The fatigue of Zoom is mounting, and after 10 weeks, I am craving some real-life social contact. A 2D pixilated image just doesn't quite cut it, when all you want to do is hug your friends. I've had some warming and loving hours spent on FaceTime, when I'm reminded just how lucky I am, but after I've closed my laptop and am in my silence, I'm often left feeling just a little sadder that they can't be here with me.
And sometimes it feels I've got nothing left to say, can only ask so many times how someone is or reply with the usual 'oh you know, getting through'. I sometimes worry I've forgotten how to socialise properly. Somewhere I read that you shouldn't ask a virtual chirpse how their day is because 'newsflash: it was probably as boring as yours', and whilst I actually do like this question and the care and interest it suggests, the implicit message that nothing much is happening to anyone carries a lot of weight. And it really doesn't bode well for dynamic conversation. For me, the topics are predominantly either corona or work. Both are undoubtedly of some interest, but god I'd like an hour of post-night-out gossip or hysterical laughter. I feel like I'm definitely not laughing as much.
All this virtual communication has also highlighted just how much conversing exists beyond the language used. Movements, pauses, expression cannot be discerned through a screen - without them conversation can be stilted or endlessly overlapped. With so many of my friends, I love their presence as much as their conversation but silence doesn't carry the same comfort when translated over the internet. Of course, we all know how 'lucky we are' to be in the age of the internet and to be able to see and talk to those we miss and man I couldn't have got through with out it, but boy its also a lot and no real comparison for real life!

-- DATA ROWS --

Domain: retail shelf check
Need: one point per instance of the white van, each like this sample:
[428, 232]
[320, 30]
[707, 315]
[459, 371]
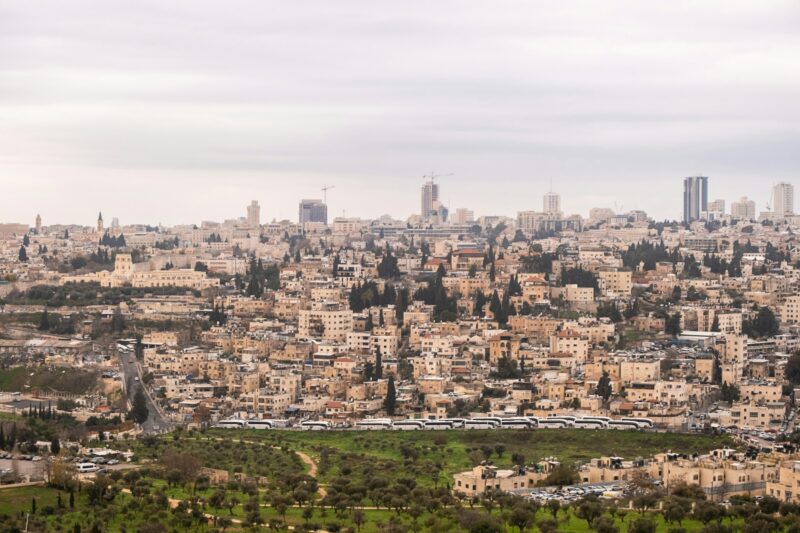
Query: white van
[85, 468]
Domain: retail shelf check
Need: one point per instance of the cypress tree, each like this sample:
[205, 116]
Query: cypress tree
[390, 403]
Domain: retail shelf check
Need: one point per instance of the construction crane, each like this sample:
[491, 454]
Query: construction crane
[432, 176]
[325, 193]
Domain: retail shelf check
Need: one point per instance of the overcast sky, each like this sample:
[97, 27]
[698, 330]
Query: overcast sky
[178, 112]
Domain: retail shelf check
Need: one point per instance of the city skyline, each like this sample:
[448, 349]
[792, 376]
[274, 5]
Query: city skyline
[275, 105]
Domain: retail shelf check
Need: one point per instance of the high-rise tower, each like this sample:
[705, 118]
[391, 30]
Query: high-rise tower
[695, 198]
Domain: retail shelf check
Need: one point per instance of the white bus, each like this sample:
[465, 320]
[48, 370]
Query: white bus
[600, 418]
[258, 423]
[642, 422]
[315, 425]
[517, 423]
[458, 423]
[375, 423]
[553, 423]
[408, 425]
[590, 423]
[480, 423]
[496, 420]
[623, 424]
[85, 468]
[438, 424]
[232, 423]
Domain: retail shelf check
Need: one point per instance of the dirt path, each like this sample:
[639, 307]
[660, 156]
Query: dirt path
[312, 465]
[312, 471]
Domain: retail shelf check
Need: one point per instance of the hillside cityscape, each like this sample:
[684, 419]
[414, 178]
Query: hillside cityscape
[399, 267]
[345, 374]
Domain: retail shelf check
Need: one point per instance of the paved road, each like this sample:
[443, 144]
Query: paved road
[132, 377]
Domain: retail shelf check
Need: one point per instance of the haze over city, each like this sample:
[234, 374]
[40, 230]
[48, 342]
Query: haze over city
[399, 267]
[180, 113]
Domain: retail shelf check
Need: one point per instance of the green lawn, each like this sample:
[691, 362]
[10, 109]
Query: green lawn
[454, 451]
[63, 379]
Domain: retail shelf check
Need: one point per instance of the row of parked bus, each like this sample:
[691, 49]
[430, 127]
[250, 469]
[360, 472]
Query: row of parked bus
[482, 422]
[520, 422]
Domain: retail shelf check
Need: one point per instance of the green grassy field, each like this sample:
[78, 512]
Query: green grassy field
[127, 513]
[62, 379]
[426, 453]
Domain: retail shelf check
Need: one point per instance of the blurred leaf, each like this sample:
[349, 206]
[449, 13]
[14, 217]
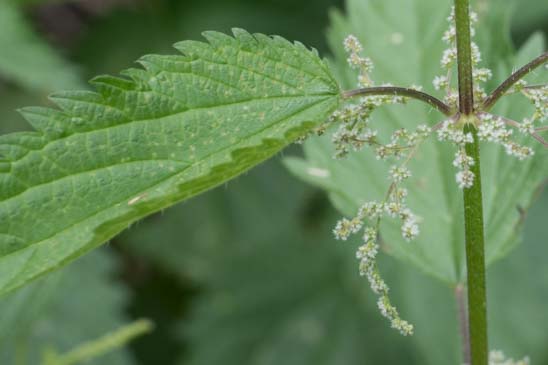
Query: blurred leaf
[518, 293]
[27, 59]
[63, 310]
[180, 127]
[433, 194]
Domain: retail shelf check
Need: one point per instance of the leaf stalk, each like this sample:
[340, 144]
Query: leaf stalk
[401, 91]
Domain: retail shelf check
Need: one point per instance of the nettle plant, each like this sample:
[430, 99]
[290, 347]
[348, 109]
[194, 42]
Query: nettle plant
[186, 123]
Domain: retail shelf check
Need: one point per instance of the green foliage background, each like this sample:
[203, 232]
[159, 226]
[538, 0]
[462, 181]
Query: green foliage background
[248, 273]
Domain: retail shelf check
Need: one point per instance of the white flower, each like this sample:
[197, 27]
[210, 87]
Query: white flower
[465, 179]
[410, 229]
[352, 44]
[399, 173]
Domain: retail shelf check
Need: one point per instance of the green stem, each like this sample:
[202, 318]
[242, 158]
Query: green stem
[475, 257]
[464, 57]
[401, 91]
[473, 201]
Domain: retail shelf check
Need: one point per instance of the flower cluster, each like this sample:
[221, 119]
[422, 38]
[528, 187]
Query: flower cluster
[498, 358]
[367, 252]
[355, 132]
[453, 132]
[494, 129]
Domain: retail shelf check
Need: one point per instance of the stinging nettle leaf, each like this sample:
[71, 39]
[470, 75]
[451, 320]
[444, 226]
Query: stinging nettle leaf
[162, 134]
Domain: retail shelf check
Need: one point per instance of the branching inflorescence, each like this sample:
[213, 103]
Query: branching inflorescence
[355, 132]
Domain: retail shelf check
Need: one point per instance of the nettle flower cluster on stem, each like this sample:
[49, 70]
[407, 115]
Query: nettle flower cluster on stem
[356, 131]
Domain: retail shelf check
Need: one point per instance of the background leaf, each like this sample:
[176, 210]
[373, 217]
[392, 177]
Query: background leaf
[27, 59]
[55, 312]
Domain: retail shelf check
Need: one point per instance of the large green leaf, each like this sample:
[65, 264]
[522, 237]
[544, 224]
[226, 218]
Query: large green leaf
[407, 50]
[179, 127]
[27, 59]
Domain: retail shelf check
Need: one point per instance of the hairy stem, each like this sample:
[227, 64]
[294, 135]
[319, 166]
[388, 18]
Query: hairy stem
[401, 91]
[473, 201]
[464, 57]
[460, 297]
[475, 257]
[515, 77]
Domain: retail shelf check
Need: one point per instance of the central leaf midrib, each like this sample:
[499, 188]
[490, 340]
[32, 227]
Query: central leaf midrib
[174, 175]
[129, 122]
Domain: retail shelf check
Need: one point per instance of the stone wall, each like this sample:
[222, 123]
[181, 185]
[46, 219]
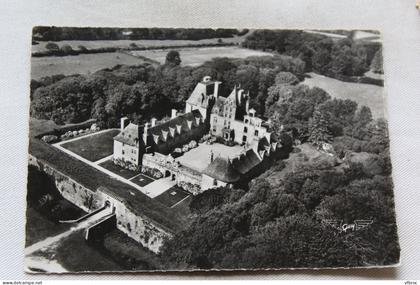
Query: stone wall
[139, 228]
[71, 190]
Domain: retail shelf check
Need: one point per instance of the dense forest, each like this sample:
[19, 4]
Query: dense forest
[41, 33]
[336, 58]
[281, 220]
[144, 91]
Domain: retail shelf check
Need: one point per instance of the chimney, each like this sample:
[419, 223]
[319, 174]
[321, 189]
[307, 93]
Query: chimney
[240, 95]
[173, 114]
[123, 123]
[247, 104]
[216, 88]
[153, 123]
[145, 134]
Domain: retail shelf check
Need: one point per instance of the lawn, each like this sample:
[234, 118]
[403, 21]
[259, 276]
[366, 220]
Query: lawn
[75, 254]
[172, 196]
[369, 95]
[111, 166]
[93, 147]
[79, 64]
[39, 227]
[197, 56]
[142, 180]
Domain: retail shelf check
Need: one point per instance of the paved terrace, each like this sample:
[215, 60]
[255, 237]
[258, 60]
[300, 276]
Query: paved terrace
[199, 157]
[152, 190]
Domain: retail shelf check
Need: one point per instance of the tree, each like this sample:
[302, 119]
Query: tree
[66, 49]
[318, 129]
[286, 78]
[377, 62]
[52, 46]
[173, 58]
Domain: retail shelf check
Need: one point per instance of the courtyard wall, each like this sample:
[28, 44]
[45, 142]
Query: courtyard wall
[81, 196]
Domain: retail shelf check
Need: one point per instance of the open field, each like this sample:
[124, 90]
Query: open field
[93, 147]
[197, 56]
[198, 158]
[369, 95]
[79, 64]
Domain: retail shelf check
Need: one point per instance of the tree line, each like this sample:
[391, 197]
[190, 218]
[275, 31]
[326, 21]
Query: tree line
[339, 59]
[43, 33]
[142, 91]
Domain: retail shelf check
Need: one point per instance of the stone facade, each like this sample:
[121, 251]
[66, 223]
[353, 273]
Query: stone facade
[84, 198]
[137, 227]
[143, 230]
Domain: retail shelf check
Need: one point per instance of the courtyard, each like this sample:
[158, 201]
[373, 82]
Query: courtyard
[199, 158]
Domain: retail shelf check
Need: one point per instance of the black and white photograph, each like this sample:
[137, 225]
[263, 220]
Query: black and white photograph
[208, 149]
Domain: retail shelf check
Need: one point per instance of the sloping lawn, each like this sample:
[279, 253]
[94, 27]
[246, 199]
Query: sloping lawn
[93, 147]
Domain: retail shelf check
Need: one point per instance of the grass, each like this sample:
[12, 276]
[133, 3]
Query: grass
[369, 95]
[172, 196]
[197, 56]
[111, 166]
[39, 227]
[75, 254]
[93, 147]
[142, 180]
[79, 64]
[92, 179]
[129, 253]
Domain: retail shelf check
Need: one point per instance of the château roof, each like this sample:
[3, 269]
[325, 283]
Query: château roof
[181, 120]
[246, 161]
[201, 92]
[222, 170]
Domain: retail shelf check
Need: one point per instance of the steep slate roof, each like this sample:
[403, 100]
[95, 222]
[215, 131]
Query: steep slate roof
[130, 135]
[245, 162]
[200, 92]
[222, 169]
[181, 120]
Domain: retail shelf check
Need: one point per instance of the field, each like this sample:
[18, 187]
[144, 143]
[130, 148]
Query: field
[369, 95]
[78, 64]
[197, 56]
[93, 147]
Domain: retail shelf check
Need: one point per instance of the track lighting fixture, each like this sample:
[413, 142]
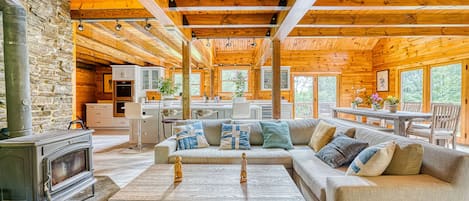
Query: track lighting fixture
[118, 26]
[80, 27]
[147, 25]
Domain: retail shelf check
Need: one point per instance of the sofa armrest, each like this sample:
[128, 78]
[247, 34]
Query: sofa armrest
[163, 149]
[388, 188]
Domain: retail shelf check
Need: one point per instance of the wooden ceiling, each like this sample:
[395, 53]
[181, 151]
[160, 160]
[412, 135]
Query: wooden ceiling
[300, 25]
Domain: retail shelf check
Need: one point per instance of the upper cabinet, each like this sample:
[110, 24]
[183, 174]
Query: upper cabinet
[150, 77]
[266, 78]
[124, 72]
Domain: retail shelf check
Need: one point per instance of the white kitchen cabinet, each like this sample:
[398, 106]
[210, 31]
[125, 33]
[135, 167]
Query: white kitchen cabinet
[99, 115]
[124, 72]
[150, 76]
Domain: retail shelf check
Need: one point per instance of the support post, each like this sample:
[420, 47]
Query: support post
[186, 73]
[276, 93]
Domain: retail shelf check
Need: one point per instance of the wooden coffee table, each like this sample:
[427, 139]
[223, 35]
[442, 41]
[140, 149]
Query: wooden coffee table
[211, 182]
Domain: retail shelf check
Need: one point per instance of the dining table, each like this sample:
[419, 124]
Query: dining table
[399, 118]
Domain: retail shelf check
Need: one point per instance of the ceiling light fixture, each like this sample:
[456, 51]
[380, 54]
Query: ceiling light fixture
[147, 25]
[80, 27]
[118, 26]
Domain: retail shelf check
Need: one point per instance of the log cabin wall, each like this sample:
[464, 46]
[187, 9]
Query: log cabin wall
[397, 54]
[86, 89]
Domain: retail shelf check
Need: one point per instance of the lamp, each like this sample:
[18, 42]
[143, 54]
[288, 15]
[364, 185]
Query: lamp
[147, 25]
[80, 27]
[118, 26]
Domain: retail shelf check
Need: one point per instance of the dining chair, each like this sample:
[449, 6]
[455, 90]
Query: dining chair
[445, 119]
[241, 110]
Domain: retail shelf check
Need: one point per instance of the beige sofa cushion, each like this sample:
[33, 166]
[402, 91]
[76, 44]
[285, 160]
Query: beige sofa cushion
[407, 160]
[213, 155]
[323, 134]
[312, 170]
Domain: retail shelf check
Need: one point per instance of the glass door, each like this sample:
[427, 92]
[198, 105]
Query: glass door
[327, 95]
[303, 96]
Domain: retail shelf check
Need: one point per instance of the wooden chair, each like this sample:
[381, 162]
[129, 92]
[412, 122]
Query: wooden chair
[444, 125]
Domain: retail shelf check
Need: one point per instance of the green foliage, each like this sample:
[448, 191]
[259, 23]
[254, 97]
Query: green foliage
[240, 85]
[166, 87]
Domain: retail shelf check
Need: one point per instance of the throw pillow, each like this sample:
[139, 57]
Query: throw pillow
[190, 136]
[323, 134]
[235, 136]
[340, 151]
[276, 135]
[373, 160]
[407, 160]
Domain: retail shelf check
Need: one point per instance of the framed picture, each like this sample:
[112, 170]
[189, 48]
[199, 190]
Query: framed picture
[382, 80]
[266, 78]
[107, 82]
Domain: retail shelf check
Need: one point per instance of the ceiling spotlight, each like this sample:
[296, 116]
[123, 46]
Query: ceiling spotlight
[147, 26]
[80, 27]
[118, 26]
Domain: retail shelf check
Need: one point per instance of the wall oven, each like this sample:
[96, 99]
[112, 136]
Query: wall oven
[124, 89]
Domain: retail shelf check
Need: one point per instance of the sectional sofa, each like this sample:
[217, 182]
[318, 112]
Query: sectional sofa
[444, 174]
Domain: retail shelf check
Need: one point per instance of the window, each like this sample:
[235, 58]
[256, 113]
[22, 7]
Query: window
[195, 83]
[412, 86]
[446, 84]
[327, 95]
[228, 78]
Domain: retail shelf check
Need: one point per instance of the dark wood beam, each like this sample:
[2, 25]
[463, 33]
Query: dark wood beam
[110, 14]
[380, 20]
[230, 33]
[379, 32]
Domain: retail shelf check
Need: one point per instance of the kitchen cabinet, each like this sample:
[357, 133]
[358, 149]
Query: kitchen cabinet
[99, 115]
[150, 76]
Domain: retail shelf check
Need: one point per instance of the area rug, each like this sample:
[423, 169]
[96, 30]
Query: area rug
[104, 189]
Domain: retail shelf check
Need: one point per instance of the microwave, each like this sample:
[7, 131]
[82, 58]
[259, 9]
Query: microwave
[124, 89]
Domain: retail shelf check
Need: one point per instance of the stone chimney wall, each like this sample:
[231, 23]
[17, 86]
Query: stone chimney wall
[50, 46]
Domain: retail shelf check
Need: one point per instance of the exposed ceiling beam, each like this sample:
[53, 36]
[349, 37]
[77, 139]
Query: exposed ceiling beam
[288, 20]
[388, 3]
[230, 33]
[111, 14]
[106, 49]
[380, 20]
[93, 53]
[379, 32]
[171, 21]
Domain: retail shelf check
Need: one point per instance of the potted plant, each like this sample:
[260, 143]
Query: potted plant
[356, 101]
[167, 88]
[375, 101]
[240, 85]
[392, 103]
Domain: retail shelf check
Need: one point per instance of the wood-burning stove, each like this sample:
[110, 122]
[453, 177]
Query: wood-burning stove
[52, 166]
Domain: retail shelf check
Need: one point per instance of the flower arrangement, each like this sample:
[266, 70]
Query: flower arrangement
[392, 100]
[375, 101]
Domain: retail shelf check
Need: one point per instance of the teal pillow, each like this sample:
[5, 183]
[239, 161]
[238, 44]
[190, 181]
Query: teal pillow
[276, 135]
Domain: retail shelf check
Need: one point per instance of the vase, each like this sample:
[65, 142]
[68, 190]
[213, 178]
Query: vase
[392, 108]
[375, 107]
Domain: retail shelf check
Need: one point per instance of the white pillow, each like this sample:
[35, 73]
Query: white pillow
[373, 160]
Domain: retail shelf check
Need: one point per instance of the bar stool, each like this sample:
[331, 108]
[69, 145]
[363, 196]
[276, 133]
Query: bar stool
[133, 111]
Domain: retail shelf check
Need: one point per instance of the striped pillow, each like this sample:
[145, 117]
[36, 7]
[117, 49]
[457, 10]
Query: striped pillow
[373, 160]
[190, 136]
[235, 136]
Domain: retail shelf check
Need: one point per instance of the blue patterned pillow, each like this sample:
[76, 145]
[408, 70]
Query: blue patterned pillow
[373, 160]
[235, 136]
[340, 151]
[190, 136]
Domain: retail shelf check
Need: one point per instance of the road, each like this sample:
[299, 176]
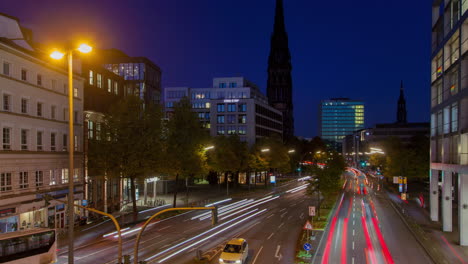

-- THE TASKS --
(1) In the text on video-call fatigue, what two topics do the writer's conversations mostly center on?
(2) Write the next few sentences of the text on video-call fatigue, picking up after its final line.

-- ANSWERS BY TASK --
(1) Corona and work.

(2)
I'm also finding some of the expectation of communication exhausting, that the friendship has become virtual and exists solely online can be empty and unrewarding, but that not speaking to them also feels empty and makes me worry I'll lose them. Everyone is available all the time, but such an expectation creates a weird paradox of both being overwhelmed and madly lonely.
Last week, I deleted most of my social media and god it was relieving to just exist in this space. Little feels tangible the moment and sometimes talking to people who aren't really there simply perpetuates this disassociation. But, I then felt sad, because no one had messaged me and the lockdown loneliness ensued. Yikes!
I found a random shitty tweet a few weeks ago along the lines of 'remember who isn't replying to you at the moment and what this shows about whether they care' and I've thought a lot about the expectation this puts on people. Replying can be exhausting and draining and god, sometimes I just want to leave it a few hours or a few days, and really, does it matter?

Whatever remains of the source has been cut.